EXTRAIT CHOISI:
Docteur en histoire, professeur agrégé de l’Université, Patrice Gourdin enseigne à l’École de l’Air. Il intervient également à l’Institut d’Études Politiques d’Aix-en-Provence. Membre du Conseil scientifique du Centre géopolitique, l’association à laquelle le Diploweb.com est adossé.

Quelle est la part des appétits territoriaux lorsque des acteurs extérieurs interviennent dans la crise ou le conflit ? Les États peuvent conclure des accords et/ou intervenir violemment dans un conflit pour agrandir leur territoire au détriment du pays aidé ou frappé. Cette motivation jalonne toute l’histoire. La liste des vaincus dépouillés de tout ou partie de leur territoire, de même que celle des alliés gagnés ou des neutralités acquises par la promesse d’un agrandissement territorial, se révèlent particulièrement longues. Et l’actualité internationale est particulièrement éloquente.

INFORMATIONS EXTRAITES:
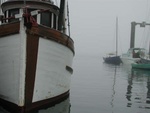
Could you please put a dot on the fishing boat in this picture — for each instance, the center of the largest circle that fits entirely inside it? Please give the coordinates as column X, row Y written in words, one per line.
column 114, row 58
column 143, row 64
column 36, row 54
column 134, row 53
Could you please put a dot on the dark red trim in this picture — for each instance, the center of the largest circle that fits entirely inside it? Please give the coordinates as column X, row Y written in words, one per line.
column 31, row 61
column 13, row 108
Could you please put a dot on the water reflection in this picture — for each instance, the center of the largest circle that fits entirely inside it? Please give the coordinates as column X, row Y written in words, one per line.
column 138, row 89
column 113, row 88
column 62, row 107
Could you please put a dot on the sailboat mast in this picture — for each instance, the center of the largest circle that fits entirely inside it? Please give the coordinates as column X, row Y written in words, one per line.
column 116, row 36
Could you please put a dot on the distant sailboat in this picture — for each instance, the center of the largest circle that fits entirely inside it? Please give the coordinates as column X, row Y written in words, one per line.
column 113, row 58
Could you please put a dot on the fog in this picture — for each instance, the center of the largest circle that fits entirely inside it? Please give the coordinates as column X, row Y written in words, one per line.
column 93, row 24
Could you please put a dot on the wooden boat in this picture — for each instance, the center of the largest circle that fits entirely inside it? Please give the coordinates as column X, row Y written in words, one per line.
column 36, row 54
column 142, row 64
column 133, row 55
column 114, row 58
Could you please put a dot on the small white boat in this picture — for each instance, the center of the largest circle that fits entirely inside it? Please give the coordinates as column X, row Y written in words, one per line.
column 36, row 54
column 133, row 55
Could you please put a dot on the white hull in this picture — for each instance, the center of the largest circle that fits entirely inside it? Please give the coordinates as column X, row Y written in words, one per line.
column 52, row 78
column 36, row 55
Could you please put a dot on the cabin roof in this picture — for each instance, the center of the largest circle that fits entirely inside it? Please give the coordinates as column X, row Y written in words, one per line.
column 36, row 4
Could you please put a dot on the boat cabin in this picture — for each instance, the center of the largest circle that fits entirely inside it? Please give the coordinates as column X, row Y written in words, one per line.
column 136, row 52
column 44, row 12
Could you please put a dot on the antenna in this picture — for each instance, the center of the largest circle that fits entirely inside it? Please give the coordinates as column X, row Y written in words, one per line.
column 68, row 19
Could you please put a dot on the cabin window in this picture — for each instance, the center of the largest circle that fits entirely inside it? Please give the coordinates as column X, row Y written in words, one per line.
column 35, row 16
column 46, row 19
column 12, row 13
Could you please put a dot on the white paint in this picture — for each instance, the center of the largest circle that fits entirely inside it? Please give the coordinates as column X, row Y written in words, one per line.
column 52, row 78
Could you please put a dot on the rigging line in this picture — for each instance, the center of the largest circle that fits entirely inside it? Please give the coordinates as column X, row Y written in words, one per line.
column 68, row 19
column 24, row 3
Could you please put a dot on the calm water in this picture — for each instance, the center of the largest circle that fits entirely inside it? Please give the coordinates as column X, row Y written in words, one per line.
column 97, row 87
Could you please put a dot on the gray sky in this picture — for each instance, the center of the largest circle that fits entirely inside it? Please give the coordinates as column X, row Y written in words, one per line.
column 93, row 24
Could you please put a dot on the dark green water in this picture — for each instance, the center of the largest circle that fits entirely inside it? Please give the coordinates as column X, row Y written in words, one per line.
column 97, row 87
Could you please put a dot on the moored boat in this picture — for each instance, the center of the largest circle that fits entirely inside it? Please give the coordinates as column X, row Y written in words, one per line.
column 143, row 64
column 36, row 54
column 133, row 55
column 114, row 58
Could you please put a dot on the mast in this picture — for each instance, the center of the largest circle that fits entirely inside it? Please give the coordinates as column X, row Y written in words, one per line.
column 61, row 15
column 116, row 36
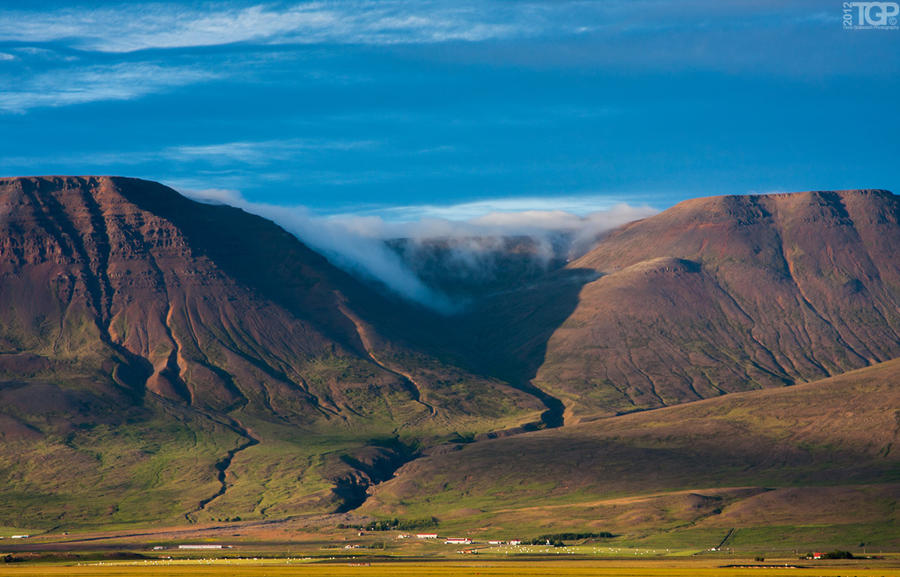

OBJECTIF: D'après l'extrait choisi, dans quelle école Patrice Gourdin enseigne-t-il ?

RÉSULTAT DE L'EXERCICE: À l'École de l'Air.